● SET TASK
Format the rows below as a Markdown table with two columns, No. and Text, giving each line its number in order and skipping blank lines.

● MATERIALS PROVIDED
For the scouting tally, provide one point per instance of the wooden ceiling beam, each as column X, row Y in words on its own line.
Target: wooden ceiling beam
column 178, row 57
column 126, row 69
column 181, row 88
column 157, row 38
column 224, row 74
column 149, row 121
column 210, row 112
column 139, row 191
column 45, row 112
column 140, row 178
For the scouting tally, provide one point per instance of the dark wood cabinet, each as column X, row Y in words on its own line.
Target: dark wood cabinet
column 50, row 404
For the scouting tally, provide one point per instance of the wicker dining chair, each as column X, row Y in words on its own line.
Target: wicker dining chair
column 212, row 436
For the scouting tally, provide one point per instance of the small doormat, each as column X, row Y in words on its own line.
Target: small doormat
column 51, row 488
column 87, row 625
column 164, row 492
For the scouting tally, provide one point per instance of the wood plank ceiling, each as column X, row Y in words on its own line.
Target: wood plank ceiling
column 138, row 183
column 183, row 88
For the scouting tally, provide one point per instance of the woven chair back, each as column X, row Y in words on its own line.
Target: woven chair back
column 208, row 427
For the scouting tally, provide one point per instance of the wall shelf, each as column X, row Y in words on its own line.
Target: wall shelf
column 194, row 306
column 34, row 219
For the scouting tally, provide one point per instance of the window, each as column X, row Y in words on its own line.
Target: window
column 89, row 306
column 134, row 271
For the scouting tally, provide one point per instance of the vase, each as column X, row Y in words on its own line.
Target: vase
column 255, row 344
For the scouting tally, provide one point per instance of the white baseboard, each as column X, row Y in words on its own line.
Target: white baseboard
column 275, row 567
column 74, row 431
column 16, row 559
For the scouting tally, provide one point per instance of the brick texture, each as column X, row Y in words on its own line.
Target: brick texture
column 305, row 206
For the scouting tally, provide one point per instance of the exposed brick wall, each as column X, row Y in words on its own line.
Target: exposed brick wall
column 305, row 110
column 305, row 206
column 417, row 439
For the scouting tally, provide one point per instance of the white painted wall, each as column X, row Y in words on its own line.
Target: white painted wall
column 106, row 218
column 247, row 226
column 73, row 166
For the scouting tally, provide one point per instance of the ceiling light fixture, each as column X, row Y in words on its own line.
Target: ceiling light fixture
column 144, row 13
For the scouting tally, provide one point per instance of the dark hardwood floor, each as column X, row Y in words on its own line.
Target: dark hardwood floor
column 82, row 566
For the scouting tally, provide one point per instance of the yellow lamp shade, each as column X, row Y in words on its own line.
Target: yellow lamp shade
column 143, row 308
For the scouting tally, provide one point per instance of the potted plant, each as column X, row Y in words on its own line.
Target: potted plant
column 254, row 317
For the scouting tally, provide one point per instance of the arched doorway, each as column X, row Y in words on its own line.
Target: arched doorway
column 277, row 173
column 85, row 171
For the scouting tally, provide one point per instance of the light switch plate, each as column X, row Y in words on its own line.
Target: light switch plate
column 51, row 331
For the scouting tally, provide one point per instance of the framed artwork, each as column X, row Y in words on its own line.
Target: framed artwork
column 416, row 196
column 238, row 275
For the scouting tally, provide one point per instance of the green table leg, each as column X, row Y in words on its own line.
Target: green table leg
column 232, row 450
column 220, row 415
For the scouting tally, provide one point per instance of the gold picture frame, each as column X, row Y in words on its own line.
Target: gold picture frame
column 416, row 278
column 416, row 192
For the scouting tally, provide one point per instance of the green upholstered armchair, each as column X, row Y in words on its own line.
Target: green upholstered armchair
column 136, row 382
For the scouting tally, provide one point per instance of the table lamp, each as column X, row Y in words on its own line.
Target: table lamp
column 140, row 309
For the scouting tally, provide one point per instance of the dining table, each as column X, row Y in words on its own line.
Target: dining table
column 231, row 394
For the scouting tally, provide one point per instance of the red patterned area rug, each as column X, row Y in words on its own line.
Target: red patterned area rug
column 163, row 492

● CORRECT RESPONSE
| No. | Text |
|---|---|
| 1 | For the scouting tally, provide one point per instance of the wooden ceiling beam, each as column X, row Y in words on its own line. |
| 2 | Target: wooden ceiling beam |
| 3 | column 178, row 57 |
| 4 | column 126, row 69 |
| 5 | column 181, row 88 |
| 6 | column 157, row 38 |
| 7 | column 224, row 74 |
| 8 | column 149, row 121 |
| 9 | column 210, row 112 |
| 10 | column 139, row 191 |
| 11 | column 45, row 112 |
| 12 | column 140, row 178 |
| 13 | For the scouting tally, provide one point per instance of the dark wood cabinet, each as column X, row Y in words on its own line. |
| 14 | Target: dark wood cabinet |
| 15 | column 50, row 404 |
| 16 | For the scouting tally, provide one point per instance of the wicker dining chair, each as column X, row Y in words on its own line. |
| 17 | Target: wicker dining chair |
| 18 | column 212, row 436 |
| 19 | For the scouting tally, provide one point per instance of the small doormat, each as column X, row Y in words on its own line. |
| 20 | Target: small doormat |
| 21 | column 51, row 488 |
| 22 | column 87, row 625 |
| 23 | column 164, row 492 |
| 24 | For the scouting tally, provide one point per instance of the wood plank ceiling, each as column X, row Y in words on its own line. |
| 25 | Target: wood plank ceiling |
| 26 | column 138, row 183 |
| 27 | column 183, row 88 |
| 28 | For the scouting tally, provide one point per instance of the woven chair back, each as column X, row Y in words on its own line. |
| 29 | Target: woven chair back |
| 30 | column 208, row 427 |
| 31 | For the scouting tally, provide one point per instance of the wall shelf, each as column X, row Y in words on its own line. |
| 32 | Target: wall shelf |
| 33 | column 194, row 306 |
| 34 | column 34, row 219 |
| 35 | For the scouting tally, provide one point per instance of the window, each as column X, row Y in words on its own line. |
| 36 | Target: window |
| 37 | column 89, row 306 |
| 38 | column 134, row 271 |
| 39 | For the scouting tally, provide one point per instance of the vase, each as column X, row Y in words on its own line. |
| 40 | Target: vase |
| 41 | column 255, row 344 |
| 42 | For the scouting tally, provide one point per instance of the white baseboard, each as column X, row Y in words on its own line. |
| 43 | Target: white baseboard |
| 44 | column 275, row 567 |
| 45 | column 74, row 431 |
| 46 | column 16, row 559 |
| 47 | For the scouting tally, provide one point per instance of the brick texture, each as column X, row Y in words on its own line. |
| 48 | Target: brick texture |
| 49 | column 305, row 206 |
| 50 | For the scouting tally, provide one point per instance of the exposed brick wall, each as column X, row Y in words on its own line. |
| 51 | Target: exposed brick wall |
| 52 | column 305, row 110 |
| 53 | column 305, row 206 |
| 54 | column 417, row 439 |
| 55 | For the scouting tally, provide one point per instance of the white painted wall, each as column X, row Y in words on its own line. |
| 56 | Target: white painted wall |
| 57 | column 106, row 218 |
| 58 | column 247, row 226 |
| 59 | column 73, row 166 |
| 60 | For the scouting tally, provide one point per instance of the ceiling light fixture, each as column X, row Y in words on its own line. |
| 61 | Target: ceiling light fixture |
| 62 | column 144, row 13 |
| 63 | For the scouting tally, provide one point per instance of the dark hardwood floor, each as column X, row Y in words on its own line. |
| 64 | Target: dark hardwood floor |
| 65 | column 82, row 566 |
| 66 | For the scouting tally, provide one point per instance of the yellow lamp shade, each as column X, row Y in words on its own line. |
| 67 | Target: yellow lamp shade |
| 68 | column 143, row 308 |
| 69 | For the scouting tally, provide one point per instance of the potted plant, each as column X, row Y in words on its own line. |
| 70 | Target: potted plant |
| 71 | column 254, row 317 |
| 72 | For the scouting tally, provide one point per instance of the arched doorway, each as column X, row Y in words on its own line. |
| 73 | Target: arched doorway |
| 74 | column 277, row 173 |
| 75 | column 85, row 171 |
| 76 | For the scouting tally, provide one point per instance of the light switch plate, each as column X, row Y in words on its own line. |
| 77 | Target: light switch plate |
| 78 | column 51, row 331 |
| 79 | For the scouting tally, provide one point per instance of the framed artwork, each as column X, row Y in words on its own line. |
| 80 | Target: framed artwork |
| 81 | column 416, row 196 |
| 82 | column 238, row 275 |
| 83 | For the scouting tally, provide one point per instance of the green table leg, each as column X, row Y in words on its own line. |
| 84 | Target: green table leg |
| 85 | column 232, row 450 |
| 86 | column 220, row 415 |
| 87 | For the scouting tally, provide one point per instance of the gold picture frame, each as column X, row Y in words on its own line. |
| 88 | Target: gold picture frame |
| 89 | column 416, row 278 |
| 90 | column 416, row 192 |
| 91 | For the scouting tally, provide one point per instance of the green upholstered armchair, each as column X, row Y in words on its own line. |
| 92 | Target: green upholstered armchair |
| 93 | column 136, row 382 |
| 94 | For the scouting tally, provide one point per instance of the table lamp, each as column X, row Y in words on its own line. |
| 95 | Target: table lamp |
| 96 | column 140, row 309 |
| 97 | For the scouting tally, provide one point per instance of the dining table, each as column X, row Y in words on its own line. |
| 98 | Target: dining table |
| 99 | column 231, row 394 |
| 100 | For the scouting tally, provide one point per instance of the red patterned area rug, each as column X, row Y in words on its own line. |
| 101 | Target: red patterned area rug |
| 102 | column 163, row 492 |